Beginning at the line containing "Note: point at the name", output every line to the end of the data below exactly as it appears.

*** Provided material ***

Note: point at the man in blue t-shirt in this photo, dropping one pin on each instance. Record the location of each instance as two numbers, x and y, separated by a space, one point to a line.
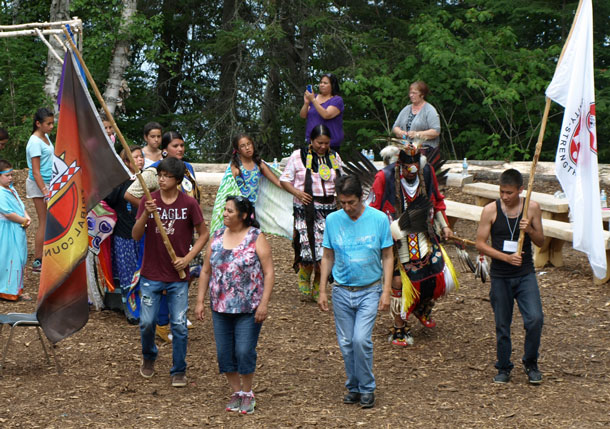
356 241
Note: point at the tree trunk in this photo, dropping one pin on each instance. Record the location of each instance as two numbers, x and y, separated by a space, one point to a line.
224 104
176 24
60 11
120 58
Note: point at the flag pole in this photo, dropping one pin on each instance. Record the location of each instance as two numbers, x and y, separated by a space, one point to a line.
545 117
166 242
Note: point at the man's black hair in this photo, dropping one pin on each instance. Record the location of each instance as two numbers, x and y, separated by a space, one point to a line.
172 166
511 177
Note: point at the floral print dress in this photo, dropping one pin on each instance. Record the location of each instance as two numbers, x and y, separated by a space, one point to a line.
236 281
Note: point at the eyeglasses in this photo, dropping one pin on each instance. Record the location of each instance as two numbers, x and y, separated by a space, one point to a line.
237 198
164 177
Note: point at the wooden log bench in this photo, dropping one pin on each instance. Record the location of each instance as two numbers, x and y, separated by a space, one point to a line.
556 233
551 208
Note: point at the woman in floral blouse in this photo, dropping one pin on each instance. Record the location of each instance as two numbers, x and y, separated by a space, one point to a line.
238 270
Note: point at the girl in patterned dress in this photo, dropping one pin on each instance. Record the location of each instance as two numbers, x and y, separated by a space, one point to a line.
247 167
126 252
310 176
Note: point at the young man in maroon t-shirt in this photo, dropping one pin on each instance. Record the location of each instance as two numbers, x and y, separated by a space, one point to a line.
180 215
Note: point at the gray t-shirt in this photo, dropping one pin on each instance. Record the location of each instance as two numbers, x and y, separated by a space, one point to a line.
427 118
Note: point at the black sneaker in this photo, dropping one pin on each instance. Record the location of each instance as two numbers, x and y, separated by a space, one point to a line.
502 377
533 374
367 400
351 398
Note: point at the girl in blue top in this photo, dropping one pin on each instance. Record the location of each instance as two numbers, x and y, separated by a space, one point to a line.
247 167
13 247
39 152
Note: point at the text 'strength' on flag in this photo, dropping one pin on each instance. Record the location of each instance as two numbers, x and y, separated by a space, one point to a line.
576 160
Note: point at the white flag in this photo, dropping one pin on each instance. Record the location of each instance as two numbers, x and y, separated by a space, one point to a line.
576 160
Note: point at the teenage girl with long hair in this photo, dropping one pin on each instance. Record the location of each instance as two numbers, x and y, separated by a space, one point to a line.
39 152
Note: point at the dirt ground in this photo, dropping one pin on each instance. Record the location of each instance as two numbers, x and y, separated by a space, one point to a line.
443 381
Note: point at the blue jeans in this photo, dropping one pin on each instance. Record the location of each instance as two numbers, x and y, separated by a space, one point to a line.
355 314
177 300
236 336
502 294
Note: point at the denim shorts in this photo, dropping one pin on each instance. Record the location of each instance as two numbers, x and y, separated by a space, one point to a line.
32 190
236 336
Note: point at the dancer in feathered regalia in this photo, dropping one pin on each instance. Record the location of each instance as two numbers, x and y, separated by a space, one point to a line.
407 191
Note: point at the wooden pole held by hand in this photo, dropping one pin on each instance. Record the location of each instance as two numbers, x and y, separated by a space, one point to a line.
165 238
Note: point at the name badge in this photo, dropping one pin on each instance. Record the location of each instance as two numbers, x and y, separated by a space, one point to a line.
510 246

***

• Task solution:
Note: point at the name badge in this photo, dropping one pin on each instance. Record the location of each instance as two numbers, x and y, separated by a space, one point to a line.
510 246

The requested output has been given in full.